This exhibition has been the perfect moment to introduce our visitors to the great generosity of Sheelagh Thompson, who gave the Gallery the means to buy a new work by Pardington, Still Life with Wild Wheat and Freesia, Waiheke. It’s such a treat to be able to acquire a beautiful work that is contemporary, but calls to mind some of the Dutch still lifes in our current Treasury exhibition upstairs.

Continuing with local generosity, I am thrilled to announce another recent gift to our collection. It’s a small but important early watercolour of Christchurch by Emily Harper, one of the daughters of the first bishop, Henry John Chitty Harper and his wife, also Emily. Painted in 1857, it is no doubt one of the earliest paintings made by a woman in this part of the world – showing us the promise of the new world she and her family came to only the year before and giving us insight into how unfamiliar it would have been for them. Then, like now, Christchurch presented such a range of opportunities.

This time we thank the Acland family for their gift – we’ll be very pleased to show it soon. Christchurch from near Gloucester Street Bridge is available on our website and by appointment, and well cared for in its new home. Rick and Nina, the immediate Acland donors and both dear relations of mine, hope that their gift will encourage others. We salute them and agree!

In this issue we hear from writer and sailor Matt Vance, who takes us on a trip into the unknown, looking at optical tricks that the ocean can play on the unwary and using our exhibition Reading the Swell to illustrate his thinking. Also heading into the unknown were artists Tony Fomison, Allen Maddox and Philip Clairmont during the late 1970s. To mark the acquisition of Maddox’s No Mail Today – the first work by the artist to enter our collection – we’re illustrating two photographs of the trio by Marti Friedlander, as well as an extract from her fascinating autobiography. And Peter Simpson, who has written for this magazine on a number of occasions, looks at Colin McCahon’s Christchurch years – a fruitful and creative period, from which two major recent acquisitions to our collection have come. There is only one direction and Canterbury landscape show very different sides of McCahon, but Simpson places them in context, as major changes in circumstance came to bear on the artist’s output at this time.
--
▸ Exercise requirements:
**A.** According to the gallery foreword, in what year did Emily Harper paint her watercolour of Christchurch?
**B.** Return the passage of the gallery foreword from "Continuing with local" to "range of opportunities.", word for word.

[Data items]
--
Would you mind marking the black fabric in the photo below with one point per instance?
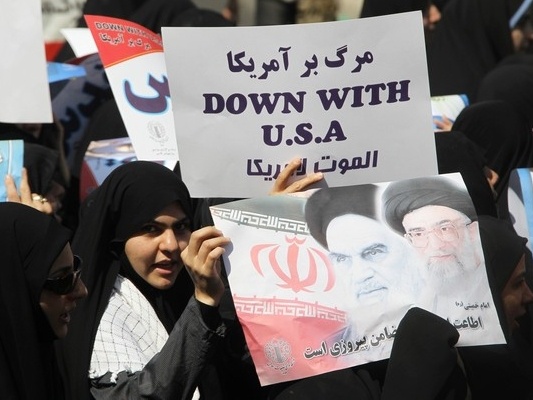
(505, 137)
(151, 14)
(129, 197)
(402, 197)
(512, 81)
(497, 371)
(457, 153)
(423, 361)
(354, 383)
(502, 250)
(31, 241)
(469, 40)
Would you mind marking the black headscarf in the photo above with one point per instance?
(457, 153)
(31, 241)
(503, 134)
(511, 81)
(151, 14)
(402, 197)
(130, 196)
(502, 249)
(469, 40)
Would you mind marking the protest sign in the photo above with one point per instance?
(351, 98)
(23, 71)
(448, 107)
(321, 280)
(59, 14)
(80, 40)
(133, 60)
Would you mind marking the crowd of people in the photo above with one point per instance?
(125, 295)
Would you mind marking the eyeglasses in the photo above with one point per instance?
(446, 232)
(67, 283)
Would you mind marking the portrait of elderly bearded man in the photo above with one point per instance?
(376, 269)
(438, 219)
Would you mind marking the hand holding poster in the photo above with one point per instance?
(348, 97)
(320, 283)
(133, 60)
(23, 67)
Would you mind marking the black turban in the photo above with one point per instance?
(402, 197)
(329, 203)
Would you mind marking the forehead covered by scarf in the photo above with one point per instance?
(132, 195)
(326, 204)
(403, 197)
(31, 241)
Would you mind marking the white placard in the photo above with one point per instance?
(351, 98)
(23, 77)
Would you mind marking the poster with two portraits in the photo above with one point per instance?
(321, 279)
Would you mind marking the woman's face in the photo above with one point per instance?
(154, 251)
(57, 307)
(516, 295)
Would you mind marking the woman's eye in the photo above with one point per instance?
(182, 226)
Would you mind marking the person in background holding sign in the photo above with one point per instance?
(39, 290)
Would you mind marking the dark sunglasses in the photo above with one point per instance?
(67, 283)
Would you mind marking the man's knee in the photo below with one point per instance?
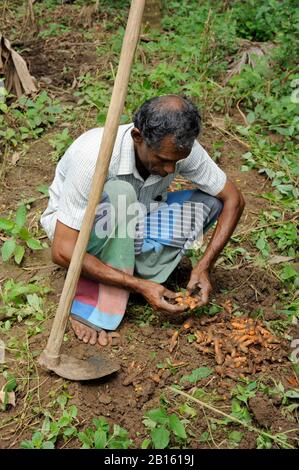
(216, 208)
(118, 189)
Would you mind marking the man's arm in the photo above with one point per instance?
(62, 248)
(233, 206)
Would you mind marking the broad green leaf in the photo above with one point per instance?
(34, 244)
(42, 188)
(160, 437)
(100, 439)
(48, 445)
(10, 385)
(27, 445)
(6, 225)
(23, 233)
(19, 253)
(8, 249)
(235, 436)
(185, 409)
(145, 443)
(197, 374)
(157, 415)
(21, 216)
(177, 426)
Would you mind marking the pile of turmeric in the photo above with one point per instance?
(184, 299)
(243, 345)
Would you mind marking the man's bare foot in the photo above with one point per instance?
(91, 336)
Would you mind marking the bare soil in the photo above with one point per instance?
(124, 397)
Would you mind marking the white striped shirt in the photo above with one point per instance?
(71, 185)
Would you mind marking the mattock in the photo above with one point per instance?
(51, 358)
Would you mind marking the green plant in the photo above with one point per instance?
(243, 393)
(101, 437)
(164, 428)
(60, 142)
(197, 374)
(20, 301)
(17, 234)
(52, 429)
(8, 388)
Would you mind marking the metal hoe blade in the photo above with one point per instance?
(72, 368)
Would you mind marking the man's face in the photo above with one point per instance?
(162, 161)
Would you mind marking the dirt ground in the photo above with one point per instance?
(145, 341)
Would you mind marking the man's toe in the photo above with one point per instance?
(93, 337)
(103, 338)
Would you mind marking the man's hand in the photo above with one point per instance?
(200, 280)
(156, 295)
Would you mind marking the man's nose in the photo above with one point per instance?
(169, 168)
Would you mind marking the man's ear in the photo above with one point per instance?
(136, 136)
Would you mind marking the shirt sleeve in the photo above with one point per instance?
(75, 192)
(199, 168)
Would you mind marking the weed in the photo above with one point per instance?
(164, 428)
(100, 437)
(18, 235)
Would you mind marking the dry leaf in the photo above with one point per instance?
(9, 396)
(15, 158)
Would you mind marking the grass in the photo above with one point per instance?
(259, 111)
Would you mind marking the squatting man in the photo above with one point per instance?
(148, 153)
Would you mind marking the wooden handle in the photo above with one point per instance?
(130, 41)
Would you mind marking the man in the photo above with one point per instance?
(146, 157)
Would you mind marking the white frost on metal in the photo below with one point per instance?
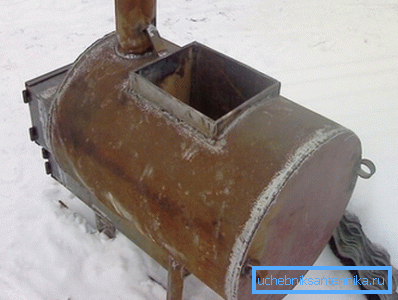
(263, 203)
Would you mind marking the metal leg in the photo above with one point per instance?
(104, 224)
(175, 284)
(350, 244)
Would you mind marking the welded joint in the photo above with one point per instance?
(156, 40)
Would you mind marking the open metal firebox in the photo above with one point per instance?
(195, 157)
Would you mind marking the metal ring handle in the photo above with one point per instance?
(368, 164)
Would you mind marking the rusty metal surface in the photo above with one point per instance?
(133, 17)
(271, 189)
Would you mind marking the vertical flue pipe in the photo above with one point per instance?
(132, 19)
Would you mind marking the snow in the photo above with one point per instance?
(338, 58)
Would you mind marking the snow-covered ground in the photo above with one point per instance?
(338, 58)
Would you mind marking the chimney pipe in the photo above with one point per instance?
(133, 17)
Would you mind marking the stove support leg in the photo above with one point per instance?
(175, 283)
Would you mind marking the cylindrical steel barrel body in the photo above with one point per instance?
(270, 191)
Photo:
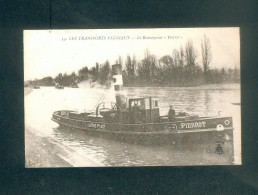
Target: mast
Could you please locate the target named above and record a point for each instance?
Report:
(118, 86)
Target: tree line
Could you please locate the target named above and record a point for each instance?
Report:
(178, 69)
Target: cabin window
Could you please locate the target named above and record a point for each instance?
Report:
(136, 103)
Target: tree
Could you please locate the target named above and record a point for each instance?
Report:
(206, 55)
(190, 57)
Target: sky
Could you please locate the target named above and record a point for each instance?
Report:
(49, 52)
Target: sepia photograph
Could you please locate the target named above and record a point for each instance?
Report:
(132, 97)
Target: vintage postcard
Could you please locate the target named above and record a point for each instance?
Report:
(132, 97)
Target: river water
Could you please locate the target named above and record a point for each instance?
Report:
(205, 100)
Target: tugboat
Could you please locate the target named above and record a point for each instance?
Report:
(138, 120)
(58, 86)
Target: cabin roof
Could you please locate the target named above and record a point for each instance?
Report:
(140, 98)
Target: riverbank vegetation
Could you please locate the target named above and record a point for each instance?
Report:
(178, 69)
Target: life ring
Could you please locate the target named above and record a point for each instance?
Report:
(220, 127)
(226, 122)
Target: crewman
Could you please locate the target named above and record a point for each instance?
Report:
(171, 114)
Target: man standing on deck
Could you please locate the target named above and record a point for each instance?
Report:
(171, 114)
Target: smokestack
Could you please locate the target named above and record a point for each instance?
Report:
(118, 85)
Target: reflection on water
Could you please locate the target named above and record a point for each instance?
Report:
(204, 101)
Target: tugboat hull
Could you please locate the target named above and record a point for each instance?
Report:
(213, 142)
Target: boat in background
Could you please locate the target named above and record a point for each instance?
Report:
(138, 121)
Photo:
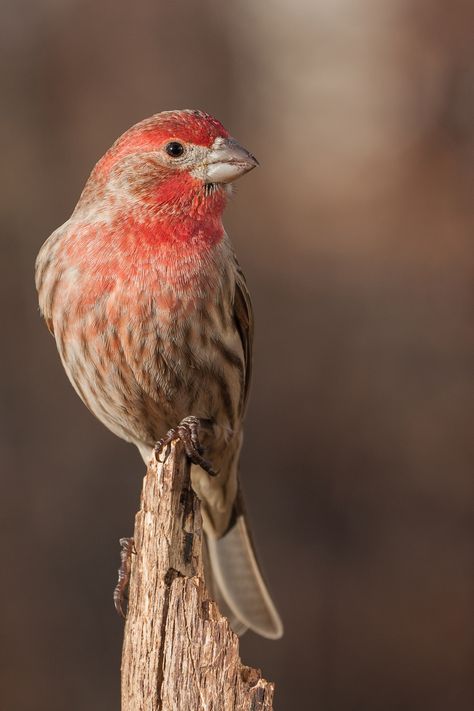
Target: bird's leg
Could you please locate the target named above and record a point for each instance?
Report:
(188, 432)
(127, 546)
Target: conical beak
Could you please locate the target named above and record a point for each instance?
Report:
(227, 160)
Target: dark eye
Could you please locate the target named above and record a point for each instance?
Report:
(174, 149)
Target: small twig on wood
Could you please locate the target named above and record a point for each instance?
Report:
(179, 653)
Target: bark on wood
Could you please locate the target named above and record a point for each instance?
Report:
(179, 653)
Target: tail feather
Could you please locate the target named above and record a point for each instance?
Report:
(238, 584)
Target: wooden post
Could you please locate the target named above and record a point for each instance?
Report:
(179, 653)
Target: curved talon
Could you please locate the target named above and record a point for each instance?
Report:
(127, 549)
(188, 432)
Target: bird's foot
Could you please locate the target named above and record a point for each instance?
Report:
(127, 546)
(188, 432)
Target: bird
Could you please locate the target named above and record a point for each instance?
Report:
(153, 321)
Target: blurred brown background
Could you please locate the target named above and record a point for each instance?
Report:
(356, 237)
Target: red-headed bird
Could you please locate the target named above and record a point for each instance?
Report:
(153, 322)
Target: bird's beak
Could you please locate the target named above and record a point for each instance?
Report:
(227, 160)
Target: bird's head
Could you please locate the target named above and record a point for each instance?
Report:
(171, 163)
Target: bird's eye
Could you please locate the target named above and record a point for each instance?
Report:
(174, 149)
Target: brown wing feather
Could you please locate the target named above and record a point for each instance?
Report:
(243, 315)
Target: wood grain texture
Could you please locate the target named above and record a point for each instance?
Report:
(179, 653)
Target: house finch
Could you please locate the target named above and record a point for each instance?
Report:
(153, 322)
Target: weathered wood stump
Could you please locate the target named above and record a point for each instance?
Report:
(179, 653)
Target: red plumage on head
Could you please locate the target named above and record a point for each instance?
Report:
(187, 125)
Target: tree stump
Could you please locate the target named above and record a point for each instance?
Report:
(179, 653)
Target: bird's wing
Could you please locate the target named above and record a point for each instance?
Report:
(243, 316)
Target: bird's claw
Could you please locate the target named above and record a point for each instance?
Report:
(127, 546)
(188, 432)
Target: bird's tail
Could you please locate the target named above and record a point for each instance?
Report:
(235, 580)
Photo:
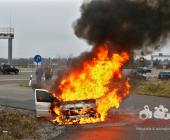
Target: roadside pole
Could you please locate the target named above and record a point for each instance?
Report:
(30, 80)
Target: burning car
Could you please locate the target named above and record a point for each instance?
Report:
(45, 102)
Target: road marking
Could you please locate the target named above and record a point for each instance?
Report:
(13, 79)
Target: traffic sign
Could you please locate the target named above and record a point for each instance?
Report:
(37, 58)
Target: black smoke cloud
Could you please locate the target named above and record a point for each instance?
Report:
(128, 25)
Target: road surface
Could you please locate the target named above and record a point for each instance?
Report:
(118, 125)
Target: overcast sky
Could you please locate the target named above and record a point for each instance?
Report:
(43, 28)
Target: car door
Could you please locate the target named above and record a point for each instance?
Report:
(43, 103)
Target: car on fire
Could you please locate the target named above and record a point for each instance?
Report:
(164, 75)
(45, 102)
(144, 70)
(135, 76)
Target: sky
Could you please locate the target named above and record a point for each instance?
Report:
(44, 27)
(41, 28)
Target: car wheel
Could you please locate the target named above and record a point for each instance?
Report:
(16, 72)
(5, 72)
--
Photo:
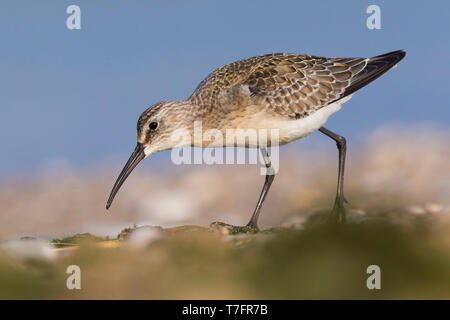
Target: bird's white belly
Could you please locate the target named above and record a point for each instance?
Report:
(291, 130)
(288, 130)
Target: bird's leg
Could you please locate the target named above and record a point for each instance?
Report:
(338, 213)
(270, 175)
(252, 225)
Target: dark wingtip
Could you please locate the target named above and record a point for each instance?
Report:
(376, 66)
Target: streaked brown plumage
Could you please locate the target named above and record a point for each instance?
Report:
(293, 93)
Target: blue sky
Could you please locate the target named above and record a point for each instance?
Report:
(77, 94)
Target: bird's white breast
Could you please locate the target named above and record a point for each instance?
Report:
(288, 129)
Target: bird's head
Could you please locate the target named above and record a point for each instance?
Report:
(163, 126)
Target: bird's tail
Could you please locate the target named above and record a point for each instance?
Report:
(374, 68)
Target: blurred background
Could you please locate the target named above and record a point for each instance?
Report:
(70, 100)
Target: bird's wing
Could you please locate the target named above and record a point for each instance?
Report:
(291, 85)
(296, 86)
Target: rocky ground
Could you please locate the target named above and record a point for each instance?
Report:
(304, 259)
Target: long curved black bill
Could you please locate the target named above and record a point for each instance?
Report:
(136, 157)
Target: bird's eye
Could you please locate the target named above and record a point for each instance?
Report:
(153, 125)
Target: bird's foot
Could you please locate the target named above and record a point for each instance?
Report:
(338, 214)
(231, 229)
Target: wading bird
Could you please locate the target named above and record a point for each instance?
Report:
--
▸ Task-by-task results:
**A.** 1857

**B.**
Continuing with local generosity, I am thrilled to announce another recent gift to our collection. It’s a small but important early watercolour of Christchurch by Emily Harper, one of the daughters of the first bishop, Henry John Chitty Harper and his wife, also Emily. Painted in 1857, it is no doubt one of the earliest paintings made by a woman in this part of the world – showing us the promise of the new world she and her family came to only the year before and giving us insight into how unfamiliar it would have been for them. Then, like now, Christchurch presented such a range of opportunities.